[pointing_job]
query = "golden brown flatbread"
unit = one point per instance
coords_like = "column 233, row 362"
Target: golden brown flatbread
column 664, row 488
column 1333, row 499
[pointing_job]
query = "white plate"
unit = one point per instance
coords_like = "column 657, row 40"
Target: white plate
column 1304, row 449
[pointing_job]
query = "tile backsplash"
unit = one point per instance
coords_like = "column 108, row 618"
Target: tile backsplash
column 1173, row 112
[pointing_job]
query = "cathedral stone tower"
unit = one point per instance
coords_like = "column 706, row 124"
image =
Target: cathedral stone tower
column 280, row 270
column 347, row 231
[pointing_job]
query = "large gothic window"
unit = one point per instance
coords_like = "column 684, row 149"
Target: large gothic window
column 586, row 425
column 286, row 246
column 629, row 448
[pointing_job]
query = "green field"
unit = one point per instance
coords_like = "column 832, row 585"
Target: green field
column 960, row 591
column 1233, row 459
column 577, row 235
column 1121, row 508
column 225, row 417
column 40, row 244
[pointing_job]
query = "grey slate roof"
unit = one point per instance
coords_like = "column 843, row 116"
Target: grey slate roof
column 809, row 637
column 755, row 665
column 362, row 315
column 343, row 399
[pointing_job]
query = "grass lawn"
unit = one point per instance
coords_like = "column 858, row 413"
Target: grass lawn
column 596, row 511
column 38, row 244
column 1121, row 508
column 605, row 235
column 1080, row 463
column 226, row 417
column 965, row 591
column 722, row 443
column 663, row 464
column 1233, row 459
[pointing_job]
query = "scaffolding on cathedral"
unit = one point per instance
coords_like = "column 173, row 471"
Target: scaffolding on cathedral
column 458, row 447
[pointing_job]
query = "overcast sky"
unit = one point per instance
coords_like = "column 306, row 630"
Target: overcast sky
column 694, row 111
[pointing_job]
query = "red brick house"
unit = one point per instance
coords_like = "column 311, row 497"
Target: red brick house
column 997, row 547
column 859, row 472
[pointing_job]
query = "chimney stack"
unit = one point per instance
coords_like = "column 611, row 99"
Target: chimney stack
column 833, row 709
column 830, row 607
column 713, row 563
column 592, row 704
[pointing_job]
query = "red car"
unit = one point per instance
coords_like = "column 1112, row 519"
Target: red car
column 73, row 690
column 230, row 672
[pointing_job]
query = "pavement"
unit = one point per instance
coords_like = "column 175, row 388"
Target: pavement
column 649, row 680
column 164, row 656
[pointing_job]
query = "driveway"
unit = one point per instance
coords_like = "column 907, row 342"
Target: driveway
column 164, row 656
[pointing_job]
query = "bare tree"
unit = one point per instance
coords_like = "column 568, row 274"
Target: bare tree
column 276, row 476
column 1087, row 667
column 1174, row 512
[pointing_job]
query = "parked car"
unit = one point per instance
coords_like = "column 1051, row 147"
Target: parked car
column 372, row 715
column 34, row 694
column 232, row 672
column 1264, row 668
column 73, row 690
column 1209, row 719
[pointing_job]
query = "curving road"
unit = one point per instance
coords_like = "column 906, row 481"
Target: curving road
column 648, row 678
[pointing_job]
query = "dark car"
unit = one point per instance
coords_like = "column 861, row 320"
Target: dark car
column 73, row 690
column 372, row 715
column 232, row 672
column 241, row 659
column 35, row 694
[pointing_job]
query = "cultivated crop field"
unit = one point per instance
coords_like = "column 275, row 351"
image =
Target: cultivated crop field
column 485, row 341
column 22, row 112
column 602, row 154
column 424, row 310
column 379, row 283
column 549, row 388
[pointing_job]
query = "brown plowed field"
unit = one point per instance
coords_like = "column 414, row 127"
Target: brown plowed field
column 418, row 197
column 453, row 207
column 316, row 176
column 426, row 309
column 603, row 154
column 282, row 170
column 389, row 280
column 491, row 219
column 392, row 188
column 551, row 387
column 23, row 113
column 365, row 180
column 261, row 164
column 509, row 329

TASK INSTRUCTIONS :: Set the whole listing down again so that it matches the original exactly.

EXERCISE RESULT ::
[pointing_job]
query = "golden brown flatbread"
unit = one point per instance
coords_like = "column 233, row 362"
Target: golden brown flatbread
column 664, row 488
column 1333, row 499
[pointing_job]
query = "white plate"
unit = one point per instance
coords_like = "column 657, row 40"
Target: white plate
column 1304, row 449
[pointing_job]
query = "tile backsplash"
unit = one point per instance
coords_like = "column 108, row 618"
Target: tile backsplash
column 1173, row 112
[pointing_job]
query = "cathedral stone tower"
unit = one point per instance
coords_like = "column 706, row 124"
image =
Target: cathedral stone tower
column 280, row 270
column 347, row 231
[pointing_job]
query = "large gothic window"
unit = one point per instance
coords_like = "column 684, row 149"
Target: large gothic window
column 586, row 425
column 286, row 246
column 629, row 448
[pointing_job]
query = "green field"
unit = one point per instance
coords_like = "column 832, row 585"
Target: green field
column 960, row 591
column 1233, row 459
column 577, row 235
column 1121, row 508
column 225, row 417
column 40, row 244
[pointing_job]
query = "grey slate roof"
unit = one point per instance
coords_like = "column 843, row 116"
Target: grey slate roof
column 809, row 637
column 755, row 665
column 362, row 315
column 343, row 399
[pointing_job]
query = "grass lawn"
unit = one point per instance
coords_like = "column 858, row 413"
Target: grass lawn
column 596, row 511
column 38, row 244
column 1121, row 508
column 605, row 235
column 1080, row 463
column 226, row 417
column 965, row 591
column 722, row 443
column 663, row 464
column 1233, row 459
[pointing_job]
query = "scaffolding on cathedral"
unit = one point per instance
coords_like = "column 173, row 471"
Target: scaffolding on cathedral
column 458, row 447
[pointing_job]
query = "overcast sky"
unit = one point per instance
coords_like = "column 306, row 630"
Target: overcast sky
column 694, row 111
[pointing_job]
query = "red brick house"
unit = one point per instance
coords_like = "column 311, row 497"
Target: red brick house
column 997, row 547
column 859, row 472
[pointing_job]
query = "chimney stack"
unit = one point per instance
coords_like = "column 611, row 99"
Target: chimney stack
column 833, row 709
column 830, row 607
column 713, row 563
column 592, row 704
[pointing_job]
query = "red car"
unit = one point per instance
coords_like = "column 1112, row 519"
Target: red car
column 73, row 690
column 230, row 672
[pointing_job]
query = "pavement"
unit = one point per instance
coords_like = "column 175, row 388"
Target: pavement
column 649, row 680
column 164, row 656
[pointing_job]
query = "driveway"
unit = one point per instance
coords_like = "column 907, row 342"
Target: driveway
column 164, row 656
[pointing_job]
query = "bare tree"
unit = one point per instance
coords_like = "column 568, row 274"
Target: bare tree
column 276, row 476
column 1087, row 667
column 1174, row 512
[pointing_job]
query = "parked car"
unit = one point per instance
coords_like = "column 1051, row 147"
Target: parked car
column 372, row 715
column 34, row 694
column 232, row 672
column 1264, row 668
column 73, row 690
column 1209, row 719
[pointing_job]
query = "curving road"
unit = one point per instance
coords_like = "column 906, row 481"
Target: curving road
column 648, row 678
[pointing_job]
query = "dark car"
unit = one point per instance
coords_like = "column 861, row 320"
Target: dark car
column 73, row 690
column 372, row 715
column 232, row 672
column 241, row 659
column 35, row 694
[pointing_job]
query = "cultivated crop field"
unit = one point per instance
coords_like = "column 275, row 351"
image =
Target: cultivated crop field
column 485, row 341
column 22, row 112
column 602, row 154
column 424, row 310
column 379, row 283
column 549, row 388
[pointing_job]
query = "brown plowed field"
unit = one point per instance
coords_like = "column 414, row 127"
Target: brown plowed field
column 418, row 197
column 453, row 207
column 316, row 176
column 426, row 309
column 603, row 154
column 282, row 170
column 389, row 280
column 491, row 219
column 392, row 188
column 551, row 387
column 23, row 113
column 365, row 180
column 261, row 164
column 509, row 329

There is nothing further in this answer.